TASK TO COMPLETE:
Could you reproduce, word for word and with nothing else, the lines of the material below, beginning with the line that contains "Could you please locate the white" and continuing through the line that contains "left=230, top=0, right=366, bottom=43"?

════════

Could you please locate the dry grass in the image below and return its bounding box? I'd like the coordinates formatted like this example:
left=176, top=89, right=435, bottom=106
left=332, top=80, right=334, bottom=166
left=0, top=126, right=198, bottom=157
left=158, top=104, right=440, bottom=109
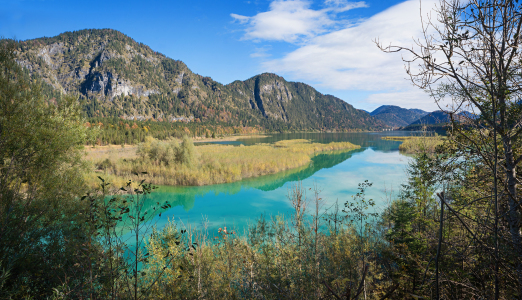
left=381, top=135, right=446, bottom=154
left=86, top=140, right=360, bottom=186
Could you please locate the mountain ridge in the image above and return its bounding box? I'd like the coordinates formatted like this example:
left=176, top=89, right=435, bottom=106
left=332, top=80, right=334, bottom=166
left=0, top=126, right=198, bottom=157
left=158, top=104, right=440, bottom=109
left=14, top=29, right=385, bottom=131
left=370, top=105, right=428, bottom=127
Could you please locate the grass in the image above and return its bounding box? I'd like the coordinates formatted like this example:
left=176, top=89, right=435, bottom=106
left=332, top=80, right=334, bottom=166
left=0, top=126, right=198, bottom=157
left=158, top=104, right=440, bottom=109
left=86, top=139, right=360, bottom=186
left=381, top=135, right=446, bottom=154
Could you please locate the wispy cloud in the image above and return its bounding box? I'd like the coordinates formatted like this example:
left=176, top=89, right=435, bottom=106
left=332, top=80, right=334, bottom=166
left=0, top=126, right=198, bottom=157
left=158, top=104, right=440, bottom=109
left=231, top=0, right=438, bottom=110
left=230, top=0, right=367, bottom=43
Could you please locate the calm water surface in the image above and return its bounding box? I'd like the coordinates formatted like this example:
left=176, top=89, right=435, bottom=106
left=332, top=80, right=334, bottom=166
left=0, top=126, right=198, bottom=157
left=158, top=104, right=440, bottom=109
left=139, top=131, right=417, bottom=232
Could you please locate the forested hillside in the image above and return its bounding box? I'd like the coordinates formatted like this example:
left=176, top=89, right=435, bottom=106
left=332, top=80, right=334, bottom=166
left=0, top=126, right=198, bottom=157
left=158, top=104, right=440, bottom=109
left=370, top=105, right=428, bottom=127
left=18, top=29, right=384, bottom=131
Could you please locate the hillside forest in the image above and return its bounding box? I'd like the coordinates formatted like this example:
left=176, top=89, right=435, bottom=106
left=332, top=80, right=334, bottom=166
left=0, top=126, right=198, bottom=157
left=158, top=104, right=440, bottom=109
left=0, top=0, right=522, bottom=300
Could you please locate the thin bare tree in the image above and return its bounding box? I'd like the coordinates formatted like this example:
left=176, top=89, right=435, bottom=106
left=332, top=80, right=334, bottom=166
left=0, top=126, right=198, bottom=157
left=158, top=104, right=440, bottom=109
left=375, top=0, right=522, bottom=299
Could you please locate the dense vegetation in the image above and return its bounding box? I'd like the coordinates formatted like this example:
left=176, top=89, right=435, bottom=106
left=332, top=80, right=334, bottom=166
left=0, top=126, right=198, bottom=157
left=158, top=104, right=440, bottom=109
left=0, top=0, right=522, bottom=299
left=13, top=29, right=384, bottom=135
left=370, top=105, right=428, bottom=127
left=86, top=136, right=360, bottom=186
left=381, top=133, right=445, bottom=154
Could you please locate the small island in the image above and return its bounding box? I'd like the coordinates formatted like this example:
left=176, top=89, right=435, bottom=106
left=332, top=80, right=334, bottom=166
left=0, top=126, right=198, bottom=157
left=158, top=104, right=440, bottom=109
left=86, top=137, right=360, bottom=186
left=381, top=135, right=446, bottom=154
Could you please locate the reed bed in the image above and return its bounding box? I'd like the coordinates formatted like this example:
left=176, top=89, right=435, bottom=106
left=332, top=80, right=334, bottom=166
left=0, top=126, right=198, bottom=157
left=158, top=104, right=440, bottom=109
left=86, top=140, right=360, bottom=186
left=381, top=135, right=446, bottom=154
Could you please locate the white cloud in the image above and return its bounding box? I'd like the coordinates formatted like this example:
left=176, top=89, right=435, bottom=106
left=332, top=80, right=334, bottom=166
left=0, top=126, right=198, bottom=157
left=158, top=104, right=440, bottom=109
left=232, top=0, right=438, bottom=110
left=230, top=0, right=366, bottom=43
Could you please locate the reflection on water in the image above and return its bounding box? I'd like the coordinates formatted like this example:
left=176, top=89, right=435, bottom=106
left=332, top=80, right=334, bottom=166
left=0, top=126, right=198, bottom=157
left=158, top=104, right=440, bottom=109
left=140, top=132, right=415, bottom=230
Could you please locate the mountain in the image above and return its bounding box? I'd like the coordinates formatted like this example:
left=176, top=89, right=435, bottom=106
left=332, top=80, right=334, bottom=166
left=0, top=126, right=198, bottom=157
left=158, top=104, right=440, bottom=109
left=13, top=29, right=384, bottom=131
left=410, top=110, right=477, bottom=125
left=370, top=105, right=427, bottom=127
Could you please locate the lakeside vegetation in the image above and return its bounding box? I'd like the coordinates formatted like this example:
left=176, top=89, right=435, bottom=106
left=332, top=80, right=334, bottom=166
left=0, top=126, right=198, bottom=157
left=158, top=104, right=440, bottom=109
left=381, top=137, right=445, bottom=154
left=86, top=136, right=360, bottom=186
left=0, top=1, right=522, bottom=300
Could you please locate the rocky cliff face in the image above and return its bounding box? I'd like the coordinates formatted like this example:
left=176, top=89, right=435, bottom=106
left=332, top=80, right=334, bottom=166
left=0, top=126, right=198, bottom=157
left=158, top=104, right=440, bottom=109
left=18, top=29, right=383, bottom=130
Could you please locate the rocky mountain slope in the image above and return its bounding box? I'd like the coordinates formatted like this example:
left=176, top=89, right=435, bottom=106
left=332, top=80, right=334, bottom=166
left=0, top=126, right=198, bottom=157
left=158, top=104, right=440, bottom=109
left=18, top=29, right=385, bottom=131
left=370, top=105, right=428, bottom=127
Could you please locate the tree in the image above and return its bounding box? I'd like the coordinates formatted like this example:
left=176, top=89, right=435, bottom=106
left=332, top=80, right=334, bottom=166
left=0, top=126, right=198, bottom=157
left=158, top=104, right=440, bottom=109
left=377, top=0, right=522, bottom=299
left=0, top=40, right=89, bottom=298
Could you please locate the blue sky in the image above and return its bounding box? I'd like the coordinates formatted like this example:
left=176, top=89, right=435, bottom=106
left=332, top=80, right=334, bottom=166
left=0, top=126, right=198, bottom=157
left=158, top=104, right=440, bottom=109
left=0, top=0, right=436, bottom=110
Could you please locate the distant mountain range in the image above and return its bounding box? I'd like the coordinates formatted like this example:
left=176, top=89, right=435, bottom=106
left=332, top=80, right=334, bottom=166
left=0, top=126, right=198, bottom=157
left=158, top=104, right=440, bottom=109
left=13, top=29, right=382, bottom=131
left=370, top=105, right=428, bottom=127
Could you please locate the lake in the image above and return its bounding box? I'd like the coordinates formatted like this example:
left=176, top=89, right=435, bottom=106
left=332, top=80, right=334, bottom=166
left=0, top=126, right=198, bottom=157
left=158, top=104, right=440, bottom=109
left=139, top=131, right=418, bottom=233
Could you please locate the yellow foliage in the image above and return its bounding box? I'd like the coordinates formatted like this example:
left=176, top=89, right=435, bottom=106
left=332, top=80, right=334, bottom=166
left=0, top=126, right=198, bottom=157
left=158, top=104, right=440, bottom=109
left=85, top=140, right=360, bottom=186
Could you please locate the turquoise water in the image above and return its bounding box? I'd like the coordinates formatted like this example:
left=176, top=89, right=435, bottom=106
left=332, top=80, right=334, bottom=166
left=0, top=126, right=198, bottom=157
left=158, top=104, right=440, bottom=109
left=140, top=131, right=416, bottom=233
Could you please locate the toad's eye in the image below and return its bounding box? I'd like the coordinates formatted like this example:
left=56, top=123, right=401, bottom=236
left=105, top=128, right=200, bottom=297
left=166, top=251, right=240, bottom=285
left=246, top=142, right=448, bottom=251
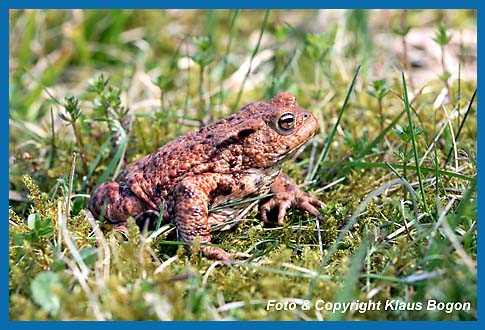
left=277, top=112, right=295, bottom=133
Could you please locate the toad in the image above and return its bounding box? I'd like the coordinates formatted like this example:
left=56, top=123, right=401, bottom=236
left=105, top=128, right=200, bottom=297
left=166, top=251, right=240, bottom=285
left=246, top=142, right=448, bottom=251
left=88, top=93, right=324, bottom=261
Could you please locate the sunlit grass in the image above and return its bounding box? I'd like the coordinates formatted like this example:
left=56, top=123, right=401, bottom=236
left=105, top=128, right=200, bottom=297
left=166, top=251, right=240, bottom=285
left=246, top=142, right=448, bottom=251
left=9, top=10, right=477, bottom=320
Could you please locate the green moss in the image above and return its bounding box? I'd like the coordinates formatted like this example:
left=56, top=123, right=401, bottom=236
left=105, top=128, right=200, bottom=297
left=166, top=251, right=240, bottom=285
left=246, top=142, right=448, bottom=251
left=9, top=10, right=477, bottom=320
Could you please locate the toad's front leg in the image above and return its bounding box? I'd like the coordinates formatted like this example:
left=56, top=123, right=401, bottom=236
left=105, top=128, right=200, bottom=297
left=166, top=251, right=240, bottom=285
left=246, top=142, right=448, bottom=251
left=259, top=173, right=325, bottom=226
left=172, top=173, right=249, bottom=261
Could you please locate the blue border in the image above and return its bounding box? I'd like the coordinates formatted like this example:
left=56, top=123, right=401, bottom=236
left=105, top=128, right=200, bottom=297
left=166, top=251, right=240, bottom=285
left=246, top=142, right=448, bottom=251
left=7, top=0, right=479, bottom=9
left=0, top=0, right=485, bottom=330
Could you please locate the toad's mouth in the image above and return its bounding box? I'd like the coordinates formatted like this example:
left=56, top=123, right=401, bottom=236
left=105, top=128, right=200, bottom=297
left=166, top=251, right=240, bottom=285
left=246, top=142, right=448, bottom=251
left=274, top=132, right=315, bottom=163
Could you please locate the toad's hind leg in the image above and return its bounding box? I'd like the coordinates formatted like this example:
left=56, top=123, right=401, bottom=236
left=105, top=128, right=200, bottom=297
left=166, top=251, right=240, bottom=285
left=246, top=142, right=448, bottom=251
left=172, top=173, right=248, bottom=261
left=88, top=181, right=150, bottom=225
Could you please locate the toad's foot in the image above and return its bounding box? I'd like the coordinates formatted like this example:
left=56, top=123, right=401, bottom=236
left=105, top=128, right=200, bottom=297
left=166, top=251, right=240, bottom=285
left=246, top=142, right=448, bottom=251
left=259, top=173, right=325, bottom=226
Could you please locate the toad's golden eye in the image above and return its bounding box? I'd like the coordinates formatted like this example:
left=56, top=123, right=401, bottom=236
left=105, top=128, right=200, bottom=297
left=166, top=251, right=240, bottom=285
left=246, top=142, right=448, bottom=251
left=278, top=112, right=295, bottom=131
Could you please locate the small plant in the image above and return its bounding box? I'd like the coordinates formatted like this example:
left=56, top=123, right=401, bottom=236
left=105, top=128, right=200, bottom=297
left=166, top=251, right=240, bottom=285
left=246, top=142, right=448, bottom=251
left=190, top=35, right=216, bottom=116
left=394, top=125, right=423, bottom=178
left=367, top=79, right=391, bottom=131
left=59, top=96, right=88, bottom=174
left=392, top=10, right=413, bottom=86
left=303, top=26, right=337, bottom=99
left=433, top=23, right=452, bottom=97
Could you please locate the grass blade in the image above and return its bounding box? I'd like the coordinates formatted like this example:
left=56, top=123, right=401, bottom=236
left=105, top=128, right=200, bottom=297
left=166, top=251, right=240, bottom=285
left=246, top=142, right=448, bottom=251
left=401, top=72, right=429, bottom=213
left=308, top=64, right=361, bottom=181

════════

SOLVED PROBLEM:
Could you please locate the white cloud in the image above and return its bounding box? I'd like the coordinates formatted like this example:
left=176, top=89, right=435, bottom=106
left=332, top=80, right=334, bottom=166
left=0, top=126, right=198, bottom=157
left=158, top=104, right=440, bottom=109
left=232, top=0, right=438, bottom=110
left=230, top=0, right=366, bottom=43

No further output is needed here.